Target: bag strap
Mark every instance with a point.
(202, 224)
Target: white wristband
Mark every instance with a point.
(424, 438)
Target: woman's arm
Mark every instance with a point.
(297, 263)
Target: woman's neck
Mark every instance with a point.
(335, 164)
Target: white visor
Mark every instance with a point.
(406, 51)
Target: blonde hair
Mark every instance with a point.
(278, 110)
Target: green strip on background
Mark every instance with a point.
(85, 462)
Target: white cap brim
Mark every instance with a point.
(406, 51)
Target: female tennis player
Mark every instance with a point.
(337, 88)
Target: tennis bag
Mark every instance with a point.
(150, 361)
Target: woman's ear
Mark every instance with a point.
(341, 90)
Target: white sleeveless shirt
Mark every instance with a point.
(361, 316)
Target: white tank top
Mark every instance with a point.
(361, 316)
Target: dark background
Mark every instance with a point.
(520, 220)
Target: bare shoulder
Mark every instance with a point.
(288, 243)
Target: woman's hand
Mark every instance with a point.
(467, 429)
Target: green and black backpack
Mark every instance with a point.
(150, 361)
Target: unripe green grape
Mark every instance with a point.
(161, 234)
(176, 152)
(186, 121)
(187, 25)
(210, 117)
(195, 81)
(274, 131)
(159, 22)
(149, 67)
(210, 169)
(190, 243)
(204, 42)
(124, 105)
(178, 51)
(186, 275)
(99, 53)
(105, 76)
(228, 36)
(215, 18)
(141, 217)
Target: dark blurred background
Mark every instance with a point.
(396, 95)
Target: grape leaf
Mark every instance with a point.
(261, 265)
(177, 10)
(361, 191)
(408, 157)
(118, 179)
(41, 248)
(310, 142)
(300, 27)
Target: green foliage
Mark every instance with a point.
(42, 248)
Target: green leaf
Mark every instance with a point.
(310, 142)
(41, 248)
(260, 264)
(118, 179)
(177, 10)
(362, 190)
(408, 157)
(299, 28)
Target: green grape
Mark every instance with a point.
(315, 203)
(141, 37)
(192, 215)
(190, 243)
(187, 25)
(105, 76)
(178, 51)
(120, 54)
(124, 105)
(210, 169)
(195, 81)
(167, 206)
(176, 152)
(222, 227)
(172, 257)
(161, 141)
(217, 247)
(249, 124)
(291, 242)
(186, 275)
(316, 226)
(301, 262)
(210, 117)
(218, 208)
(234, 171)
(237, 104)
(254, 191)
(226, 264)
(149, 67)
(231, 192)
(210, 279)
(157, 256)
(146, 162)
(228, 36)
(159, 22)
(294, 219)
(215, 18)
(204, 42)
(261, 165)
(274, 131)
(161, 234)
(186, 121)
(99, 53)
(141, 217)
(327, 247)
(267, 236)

= = = = = = =

## [Exercise description]
Using the data above, extract exactly the lines from the one that holds "Target: white visor" to the one that holds "Target: white tank top", both ends included, and no others.

## [Problem solution]
Target: white visor
Mark every instance with a point.
(406, 51)
Target: blonde hair
Mark every instance with a point.
(278, 110)
Target: green strip on background
Mark every instance with a point.
(85, 462)
Target: white cap brim
Mark every instance with a point.
(406, 51)
Target: female tennis player
Mark every instance with a point.
(337, 88)
Target: tennis bag
Mark every instance with a point.
(150, 361)
Target: woman's ear
Mark every instance with a point.
(341, 90)
Target: white sleeveless shirt
Mark every instance with a point.
(361, 316)
Target: white tank top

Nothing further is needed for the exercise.